**Activity:** Every entry in the data that follows should come back exactly, pictures aside.

(Natural language region descriptions)
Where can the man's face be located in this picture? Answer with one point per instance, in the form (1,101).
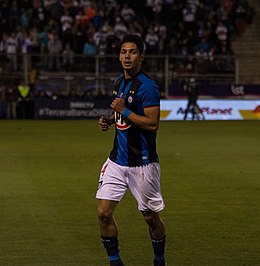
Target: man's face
(130,58)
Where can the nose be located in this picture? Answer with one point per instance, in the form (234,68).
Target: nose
(127,55)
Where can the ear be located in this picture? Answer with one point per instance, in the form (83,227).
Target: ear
(141,58)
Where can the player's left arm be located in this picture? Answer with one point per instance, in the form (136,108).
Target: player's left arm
(148,121)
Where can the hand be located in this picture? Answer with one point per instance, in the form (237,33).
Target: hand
(118,104)
(104,123)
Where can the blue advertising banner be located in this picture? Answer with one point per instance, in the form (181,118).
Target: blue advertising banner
(72,109)
(176,90)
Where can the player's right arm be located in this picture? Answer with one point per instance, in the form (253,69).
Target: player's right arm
(106,122)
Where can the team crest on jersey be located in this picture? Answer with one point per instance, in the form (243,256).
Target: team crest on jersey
(130,99)
(121,122)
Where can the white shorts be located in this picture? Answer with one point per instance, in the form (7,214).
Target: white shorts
(142,181)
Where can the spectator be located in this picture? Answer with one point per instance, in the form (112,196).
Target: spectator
(66,21)
(152,41)
(11,95)
(26,50)
(55,48)
(120,28)
(43,37)
(89,51)
(11,50)
(127,13)
(68,58)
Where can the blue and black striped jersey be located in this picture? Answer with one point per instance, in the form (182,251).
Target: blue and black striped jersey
(134,146)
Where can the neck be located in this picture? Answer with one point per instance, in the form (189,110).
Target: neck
(131,73)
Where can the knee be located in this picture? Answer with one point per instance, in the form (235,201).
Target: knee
(149,218)
(104,216)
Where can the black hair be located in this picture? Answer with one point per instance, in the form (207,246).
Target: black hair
(134,38)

**Solution:**
Where can the man's face be located in this picture? Answer with one point per instance, in the form (1,101).
Target: man's face
(130,58)
Where can the nose be located in this picture? Answer with one point per instance, in the form (234,68).
Target: nose
(127,55)
Where can the ear be located in this picture? Answer with one point per instance, in the form (83,227).
Target: ear
(141,58)
Where can the player's left arm be located in this picture? Answer with one point per instance, in the form (136,108).
Target: player's left arm
(148,121)
Where can the hand be located in this picture? Answer with one point per instance, in the form (237,33).
Target: hand
(118,104)
(104,123)
Where can the blue advertising banner be located in this picture? Answer with one point per instance, in the form (181,118).
Target: blue advertising banner
(72,109)
(176,90)
Where can the player's right arm be located in this picture? Answer with one point per instance, in the form (253,69).
Target: player's right arm
(106,122)
Where can the team crest on jersey be located in this picture? Answer with one point per instance, in the form (243,256).
Target: team crest on jersey
(130,99)
(121,122)
Where can the white shorts be located in this picture? Answer with one point per instance, in the form (7,214).
Target: white shorts
(142,181)
Where can the spectator be located in this picture? Answer with one point per instance, in the form (112,196).
Target: spectator
(66,21)
(152,41)
(11,95)
(26,50)
(55,48)
(120,28)
(43,37)
(89,51)
(11,50)
(127,13)
(68,58)
Where can the blue and black striped jersey be located in this picture? Answer with one point per instance, in the form (182,251).
Target: blue and black striped jersey
(134,146)
Where can the neck be located in this picture? Answer with one point per instance, in the form (189,110).
Target: neck
(131,73)
Where can the knee be located in this picture? Answer with one point per instance, in the form (235,201).
Target: knee
(149,218)
(104,216)
Where can the black hair be located in this picture? Answer with one point per instance, in the form (207,246).
Target: black hair
(134,38)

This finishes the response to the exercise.